== DO THIS ==
Turn the records into a Markdown table with columns named Row and Line, numbering each line and leaving out blank lines. Begin at the first line of the records and stop after the line that contains "569 402 L 674".

(Segmentation dataset records)
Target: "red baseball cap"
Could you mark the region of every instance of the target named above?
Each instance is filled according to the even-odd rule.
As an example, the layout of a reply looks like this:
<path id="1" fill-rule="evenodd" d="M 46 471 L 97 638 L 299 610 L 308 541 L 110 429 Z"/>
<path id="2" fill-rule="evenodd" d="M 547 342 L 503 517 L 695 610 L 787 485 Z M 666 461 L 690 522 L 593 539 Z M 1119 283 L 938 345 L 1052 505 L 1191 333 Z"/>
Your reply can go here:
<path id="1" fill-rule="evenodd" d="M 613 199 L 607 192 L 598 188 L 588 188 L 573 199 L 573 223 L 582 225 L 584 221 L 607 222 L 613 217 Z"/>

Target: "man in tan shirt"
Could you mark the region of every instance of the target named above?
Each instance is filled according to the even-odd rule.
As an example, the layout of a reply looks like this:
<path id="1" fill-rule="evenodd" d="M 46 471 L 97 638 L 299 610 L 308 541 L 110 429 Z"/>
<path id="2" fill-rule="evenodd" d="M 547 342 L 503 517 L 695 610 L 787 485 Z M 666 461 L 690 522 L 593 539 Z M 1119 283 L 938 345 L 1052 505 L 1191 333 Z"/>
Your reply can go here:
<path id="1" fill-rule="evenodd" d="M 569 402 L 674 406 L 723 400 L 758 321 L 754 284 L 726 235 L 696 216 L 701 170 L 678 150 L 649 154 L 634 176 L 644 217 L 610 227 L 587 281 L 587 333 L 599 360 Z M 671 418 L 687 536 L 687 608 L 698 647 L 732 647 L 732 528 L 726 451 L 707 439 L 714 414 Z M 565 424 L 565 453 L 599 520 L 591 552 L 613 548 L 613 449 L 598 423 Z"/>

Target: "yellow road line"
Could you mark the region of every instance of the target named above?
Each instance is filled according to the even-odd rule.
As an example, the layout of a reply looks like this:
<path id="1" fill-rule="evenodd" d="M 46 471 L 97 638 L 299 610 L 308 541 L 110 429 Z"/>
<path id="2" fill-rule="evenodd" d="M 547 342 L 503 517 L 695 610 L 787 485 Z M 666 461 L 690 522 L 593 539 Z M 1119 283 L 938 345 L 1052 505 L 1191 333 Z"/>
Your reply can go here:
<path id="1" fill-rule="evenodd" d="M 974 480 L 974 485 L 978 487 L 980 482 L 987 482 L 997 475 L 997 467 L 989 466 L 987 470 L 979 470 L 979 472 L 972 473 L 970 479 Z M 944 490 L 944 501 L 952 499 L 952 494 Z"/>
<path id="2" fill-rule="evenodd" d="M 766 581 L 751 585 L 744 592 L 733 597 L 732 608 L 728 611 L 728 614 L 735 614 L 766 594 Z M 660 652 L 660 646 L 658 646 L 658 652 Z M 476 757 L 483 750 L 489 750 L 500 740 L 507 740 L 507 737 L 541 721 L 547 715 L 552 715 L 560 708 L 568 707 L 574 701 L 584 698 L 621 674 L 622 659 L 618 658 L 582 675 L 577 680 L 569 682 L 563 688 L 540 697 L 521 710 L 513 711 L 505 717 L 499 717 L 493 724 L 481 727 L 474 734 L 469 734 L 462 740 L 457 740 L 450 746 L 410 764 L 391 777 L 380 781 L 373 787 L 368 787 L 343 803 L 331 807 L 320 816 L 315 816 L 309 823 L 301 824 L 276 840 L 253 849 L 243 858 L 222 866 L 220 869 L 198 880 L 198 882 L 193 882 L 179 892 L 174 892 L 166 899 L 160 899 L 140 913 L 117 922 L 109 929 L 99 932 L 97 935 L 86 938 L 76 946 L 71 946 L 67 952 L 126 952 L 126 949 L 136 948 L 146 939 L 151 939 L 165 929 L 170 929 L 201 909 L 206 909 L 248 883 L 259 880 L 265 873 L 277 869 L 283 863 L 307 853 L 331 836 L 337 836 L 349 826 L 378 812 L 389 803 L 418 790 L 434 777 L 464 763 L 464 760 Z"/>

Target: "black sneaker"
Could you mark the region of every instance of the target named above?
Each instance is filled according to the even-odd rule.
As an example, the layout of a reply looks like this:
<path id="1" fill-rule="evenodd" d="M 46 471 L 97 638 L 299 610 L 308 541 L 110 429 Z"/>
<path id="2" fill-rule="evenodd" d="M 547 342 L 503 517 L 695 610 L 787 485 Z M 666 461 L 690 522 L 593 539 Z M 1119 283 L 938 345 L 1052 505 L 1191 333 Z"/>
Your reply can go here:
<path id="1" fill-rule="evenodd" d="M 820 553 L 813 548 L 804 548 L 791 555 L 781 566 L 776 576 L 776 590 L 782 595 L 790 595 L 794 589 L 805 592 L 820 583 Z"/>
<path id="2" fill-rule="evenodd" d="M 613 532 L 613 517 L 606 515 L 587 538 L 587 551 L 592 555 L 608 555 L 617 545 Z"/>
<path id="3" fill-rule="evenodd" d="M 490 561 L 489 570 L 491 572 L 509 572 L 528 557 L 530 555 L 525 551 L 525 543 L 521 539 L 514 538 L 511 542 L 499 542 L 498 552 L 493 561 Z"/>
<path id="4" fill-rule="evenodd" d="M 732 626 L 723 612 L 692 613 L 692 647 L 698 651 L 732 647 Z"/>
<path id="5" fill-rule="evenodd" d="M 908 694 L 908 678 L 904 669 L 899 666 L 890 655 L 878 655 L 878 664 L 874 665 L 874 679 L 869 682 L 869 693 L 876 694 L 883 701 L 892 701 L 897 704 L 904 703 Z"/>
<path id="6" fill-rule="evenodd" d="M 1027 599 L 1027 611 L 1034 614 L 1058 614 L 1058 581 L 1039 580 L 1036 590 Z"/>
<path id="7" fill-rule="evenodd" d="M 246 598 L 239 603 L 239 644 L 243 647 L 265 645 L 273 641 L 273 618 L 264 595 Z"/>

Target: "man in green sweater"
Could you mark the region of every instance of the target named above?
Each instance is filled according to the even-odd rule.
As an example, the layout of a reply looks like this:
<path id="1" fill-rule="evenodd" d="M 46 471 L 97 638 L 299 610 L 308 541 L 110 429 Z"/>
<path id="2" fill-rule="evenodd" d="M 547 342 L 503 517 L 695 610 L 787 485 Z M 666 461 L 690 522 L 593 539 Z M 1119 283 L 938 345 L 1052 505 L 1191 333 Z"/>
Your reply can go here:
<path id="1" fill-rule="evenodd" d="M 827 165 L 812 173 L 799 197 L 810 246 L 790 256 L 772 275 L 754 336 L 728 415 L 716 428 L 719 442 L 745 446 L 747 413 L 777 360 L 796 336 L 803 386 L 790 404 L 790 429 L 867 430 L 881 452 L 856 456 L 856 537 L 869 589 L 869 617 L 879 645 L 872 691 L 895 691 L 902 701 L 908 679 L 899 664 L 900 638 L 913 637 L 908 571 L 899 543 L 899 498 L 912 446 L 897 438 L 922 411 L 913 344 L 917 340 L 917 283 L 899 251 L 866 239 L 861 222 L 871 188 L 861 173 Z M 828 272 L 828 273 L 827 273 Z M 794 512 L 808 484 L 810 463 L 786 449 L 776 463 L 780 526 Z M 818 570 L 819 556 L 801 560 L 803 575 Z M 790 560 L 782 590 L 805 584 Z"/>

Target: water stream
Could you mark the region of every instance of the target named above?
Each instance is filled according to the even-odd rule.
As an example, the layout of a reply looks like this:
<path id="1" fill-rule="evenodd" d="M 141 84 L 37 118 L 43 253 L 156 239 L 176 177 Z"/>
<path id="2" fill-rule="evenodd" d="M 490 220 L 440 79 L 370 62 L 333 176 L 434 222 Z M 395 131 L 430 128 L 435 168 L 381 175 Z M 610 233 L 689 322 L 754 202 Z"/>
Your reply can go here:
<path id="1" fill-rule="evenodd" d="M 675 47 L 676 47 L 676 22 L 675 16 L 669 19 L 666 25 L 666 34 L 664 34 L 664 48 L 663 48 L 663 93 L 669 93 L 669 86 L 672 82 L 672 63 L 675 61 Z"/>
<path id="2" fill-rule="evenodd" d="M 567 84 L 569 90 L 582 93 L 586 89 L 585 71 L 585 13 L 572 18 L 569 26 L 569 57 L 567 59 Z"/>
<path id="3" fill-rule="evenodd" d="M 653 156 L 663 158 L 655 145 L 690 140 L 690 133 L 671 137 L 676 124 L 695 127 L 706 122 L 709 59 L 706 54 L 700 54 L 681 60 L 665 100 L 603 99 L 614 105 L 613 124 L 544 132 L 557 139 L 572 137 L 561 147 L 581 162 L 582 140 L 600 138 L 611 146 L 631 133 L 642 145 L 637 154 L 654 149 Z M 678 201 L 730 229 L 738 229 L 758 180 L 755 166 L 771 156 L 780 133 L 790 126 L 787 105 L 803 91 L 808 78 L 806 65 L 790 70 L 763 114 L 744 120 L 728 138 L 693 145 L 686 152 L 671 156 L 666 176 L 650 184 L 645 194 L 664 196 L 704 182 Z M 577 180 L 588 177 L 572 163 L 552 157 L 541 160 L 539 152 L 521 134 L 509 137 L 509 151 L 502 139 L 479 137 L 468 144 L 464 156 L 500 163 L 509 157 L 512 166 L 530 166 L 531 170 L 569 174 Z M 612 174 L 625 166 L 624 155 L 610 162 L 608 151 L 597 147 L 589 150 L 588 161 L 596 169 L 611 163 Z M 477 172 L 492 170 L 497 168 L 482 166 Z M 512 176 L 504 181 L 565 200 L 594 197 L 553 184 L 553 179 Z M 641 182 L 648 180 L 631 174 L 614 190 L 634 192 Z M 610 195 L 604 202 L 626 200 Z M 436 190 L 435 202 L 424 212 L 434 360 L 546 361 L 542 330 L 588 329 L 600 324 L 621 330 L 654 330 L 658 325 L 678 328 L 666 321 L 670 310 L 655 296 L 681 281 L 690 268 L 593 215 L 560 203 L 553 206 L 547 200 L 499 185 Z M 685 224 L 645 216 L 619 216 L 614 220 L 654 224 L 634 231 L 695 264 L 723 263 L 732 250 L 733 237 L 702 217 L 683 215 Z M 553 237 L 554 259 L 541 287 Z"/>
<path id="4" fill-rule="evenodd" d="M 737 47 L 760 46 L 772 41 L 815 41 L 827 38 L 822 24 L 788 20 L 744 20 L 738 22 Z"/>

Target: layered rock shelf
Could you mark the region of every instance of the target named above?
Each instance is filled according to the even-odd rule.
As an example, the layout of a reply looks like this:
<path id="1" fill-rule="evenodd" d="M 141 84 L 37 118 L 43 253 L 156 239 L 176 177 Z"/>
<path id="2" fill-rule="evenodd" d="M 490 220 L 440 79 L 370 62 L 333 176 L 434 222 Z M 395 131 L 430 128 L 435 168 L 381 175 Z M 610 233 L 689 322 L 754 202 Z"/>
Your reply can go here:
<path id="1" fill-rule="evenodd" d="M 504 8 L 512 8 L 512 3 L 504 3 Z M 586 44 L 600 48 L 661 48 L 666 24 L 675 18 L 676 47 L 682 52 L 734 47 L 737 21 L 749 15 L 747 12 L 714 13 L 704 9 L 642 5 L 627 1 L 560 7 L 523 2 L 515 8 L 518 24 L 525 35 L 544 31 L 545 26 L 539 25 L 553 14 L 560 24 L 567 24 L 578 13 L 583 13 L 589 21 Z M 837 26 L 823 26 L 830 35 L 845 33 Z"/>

== EXERCISE RESPONSE ==
| Row | Line |
|---|---|
| 1 | Target: "red baseball cap" |
| 2 | Could you mark the region of every instance of the target named above? |
| 3 | Each instance is filled according to the even-odd rule. |
| 4 | As an example, the layout of a reply looks like this: |
| 5 | <path id="1" fill-rule="evenodd" d="M 46 471 L 97 638 L 299 610 L 308 541 L 110 429 Z"/> |
| 6 | <path id="2" fill-rule="evenodd" d="M 547 342 L 503 517 L 695 610 L 787 485 Z M 666 461 L 690 522 L 593 539 Z M 1119 283 L 938 345 L 1052 505 L 1191 333 Z"/> |
| 7 | Your reply can go here: |
| 8 | <path id="1" fill-rule="evenodd" d="M 613 199 L 607 192 L 598 188 L 588 188 L 573 199 L 573 223 L 582 225 L 584 221 L 607 222 L 613 217 Z"/> |
| 9 | Target: "man in tan shirt" |
| 10 | Could you mark the region of every instance of the target named above? |
| 11 | Each instance is filled according to the even-odd rule. |
| 12 | As an example, the layout of a reply looks like this: |
| 13 | <path id="1" fill-rule="evenodd" d="M 46 471 L 97 638 L 299 610 L 308 541 L 110 429 Z"/> |
| 14 | <path id="2" fill-rule="evenodd" d="M 547 342 L 503 517 L 695 610 L 787 485 Z M 666 461 L 690 522 L 593 539 Z M 1119 283 L 938 345 L 1052 505 L 1191 333 Z"/> |
| 15 | Your reply can go here: |
| 16 | <path id="1" fill-rule="evenodd" d="M 569 402 L 674 406 L 723 400 L 758 321 L 754 284 L 726 235 L 696 216 L 701 170 L 678 150 L 649 154 L 634 176 L 644 217 L 610 227 L 587 281 L 587 333 L 599 360 Z M 671 418 L 687 536 L 687 608 L 698 647 L 732 647 L 732 528 L 726 451 L 707 439 L 714 414 Z M 565 424 L 565 453 L 599 520 L 591 552 L 613 548 L 613 449 L 598 423 Z"/> |